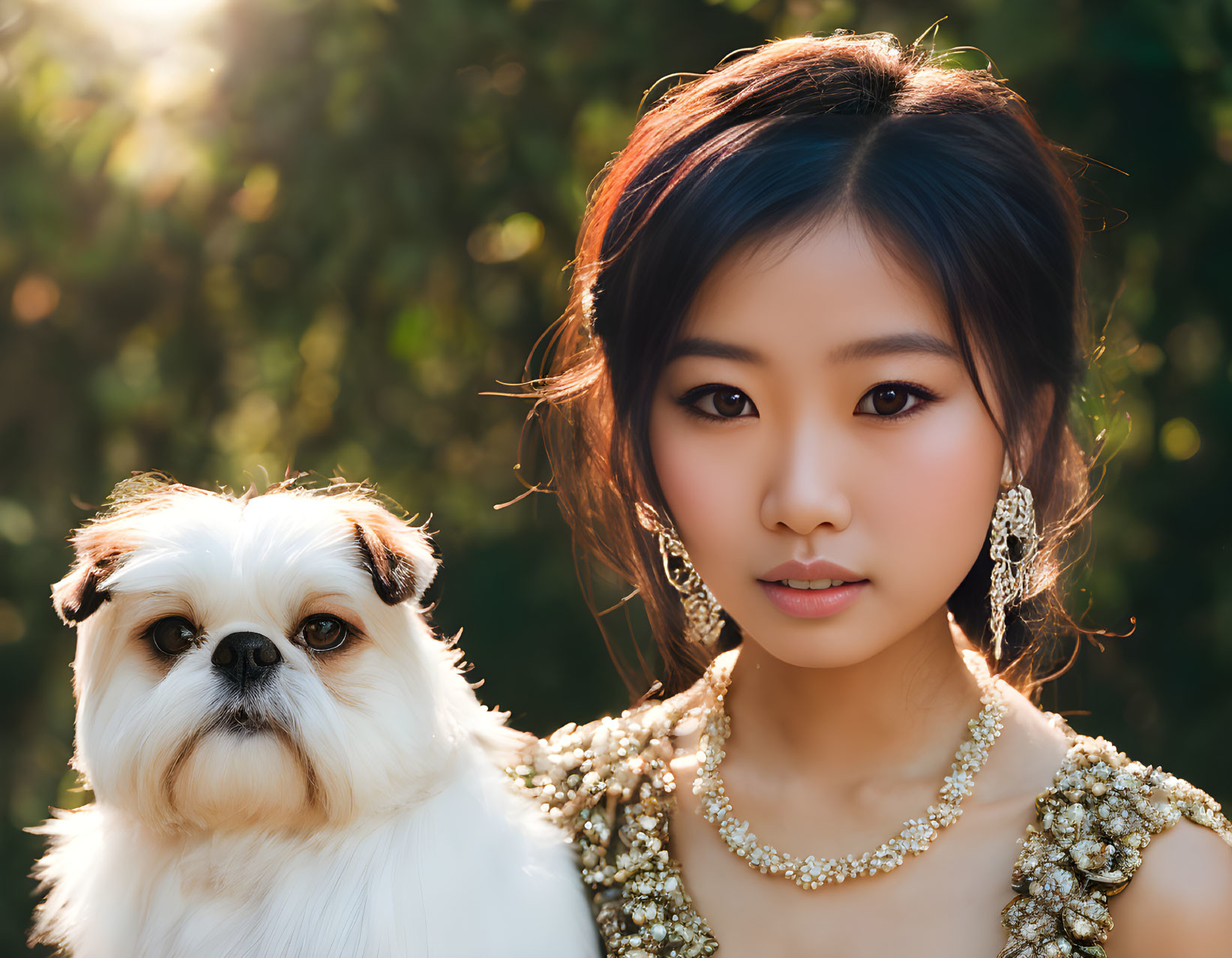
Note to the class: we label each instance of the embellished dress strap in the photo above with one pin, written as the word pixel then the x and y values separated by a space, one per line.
pixel 1093 825
pixel 610 787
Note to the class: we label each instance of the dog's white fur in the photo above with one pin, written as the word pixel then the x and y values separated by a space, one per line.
pixel 373 820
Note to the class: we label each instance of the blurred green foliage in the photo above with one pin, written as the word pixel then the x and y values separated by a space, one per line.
pixel 310 232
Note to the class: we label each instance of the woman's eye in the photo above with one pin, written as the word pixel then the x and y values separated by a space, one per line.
pixel 721 402
pixel 172 634
pixel 322 633
pixel 892 400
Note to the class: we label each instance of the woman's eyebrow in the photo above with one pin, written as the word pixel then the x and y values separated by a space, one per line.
pixel 858 350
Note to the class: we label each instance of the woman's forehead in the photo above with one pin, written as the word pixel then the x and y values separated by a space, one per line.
pixel 826 289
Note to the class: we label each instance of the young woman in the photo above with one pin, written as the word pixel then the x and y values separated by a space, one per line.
pixel 811 398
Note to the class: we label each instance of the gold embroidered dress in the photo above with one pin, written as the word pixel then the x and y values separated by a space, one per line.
pixel 609 783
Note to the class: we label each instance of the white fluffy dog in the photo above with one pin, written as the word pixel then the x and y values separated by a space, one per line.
pixel 285 760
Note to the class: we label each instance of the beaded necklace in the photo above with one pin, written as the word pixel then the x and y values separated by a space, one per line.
pixel 917 834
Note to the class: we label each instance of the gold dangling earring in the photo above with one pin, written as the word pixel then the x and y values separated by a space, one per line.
pixel 1011 579
pixel 703 613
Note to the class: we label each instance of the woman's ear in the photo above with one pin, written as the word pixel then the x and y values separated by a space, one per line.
pixel 1034 430
pixel 400 558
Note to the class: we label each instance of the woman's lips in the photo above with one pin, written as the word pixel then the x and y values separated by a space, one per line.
pixel 812 603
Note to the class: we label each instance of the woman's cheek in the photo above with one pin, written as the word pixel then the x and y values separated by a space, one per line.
pixel 931 523
pixel 710 494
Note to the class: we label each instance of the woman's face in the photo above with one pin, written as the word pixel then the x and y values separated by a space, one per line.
pixel 814 410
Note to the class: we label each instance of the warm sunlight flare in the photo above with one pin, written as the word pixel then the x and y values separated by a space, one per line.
pixel 145 22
——
The task: Retype all of the rows above word for word, leaving the pictures out of your answer.

Reply to the task:
Note to the class: we label each instance of the embellished dress strap in the photo above with one pin, written as the word pixel then the x and y values separated by a space, one per line.
pixel 1093 825
pixel 610 787
Note to the class: we label each instance of the dog's white fur in the photo above with one pin, written as the word pixel then the x and y values separated by a space, one per line.
pixel 373 820
Note to the class: we label each instance of the blurred green foliage in the photo above with one pin, written as the word pixel then the x and y values separated by a space, one per line.
pixel 310 232
Note to the class: we label each instance of the woman's eye in the photo above with one pin, written as the word pixel then the x and y values separated by a space, one per line.
pixel 721 402
pixel 172 634
pixel 322 633
pixel 892 400
Note to the class: we label each instance of the woman's eyebrow in the photo above with one pin, written as the word pixel then the x and y values separated by a space, one per line.
pixel 858 350
Note to the class: we label each instance of the woman's forehead in the photo above with one pin, written as the word pixel then the x and y values separated by a space, one per line.
pixel 826 289
Note to the class: we label each instance of the young woman in the photo above with one pin, written as the word pixel then the x and y values separated by a space, one per line.
pixel 811 398
Note to the class: we label each instance of the gold embroidered dress in the photo above with one pin, written as the word pixel then the x and y values separated by a space, one per line.
pixel 609 783
Note to the class: we label each instance of the white fluffy dog in the photo above with one pin, written as the word pixel then the x and y values separated by a space, one per line.
pixel 285 760
Note to the class: we label each instance of the beaded necklace in the photo above with one pin, written as the word pixel then the x and y values separated by a space, one per line.
pixel 917 834
Note to the class: we label each instance of the gold dangling earring in the photo above with one pin, written as the word pixel then the x and y values separated by a space, one per line.
pixel 1011 579
pixel 703 613
Note to the class: we label each instance of the woman's ear in the photo above with one pin, written as the word pixel then the x and y values separated by a space, one per line.
pixel 1034 430
pixel 400 558
Note to the class: we label each instance of the woman's lips in the photo above with one pin, written as the word pixel then the x and y values separated by a space, one per line.
pixel 812 603
Note to the class: we label each instance of the woman's cheek in the photo above with one pin, written as the word pixel then the x and y values separated by a space, one per line.
pixel 931 523
pixel 710 494
Note to the class: we label each instance of the woman's face in the photo above with one pin, written as the word pixel then the x and y values separated by a space, one per line.
pixel 814 410
Note to the class: we label each instance of the warm sunlight flare in the photo above with one pin, written as the word pixel then the x and y values separated by a space, one per line.
pixel 145 22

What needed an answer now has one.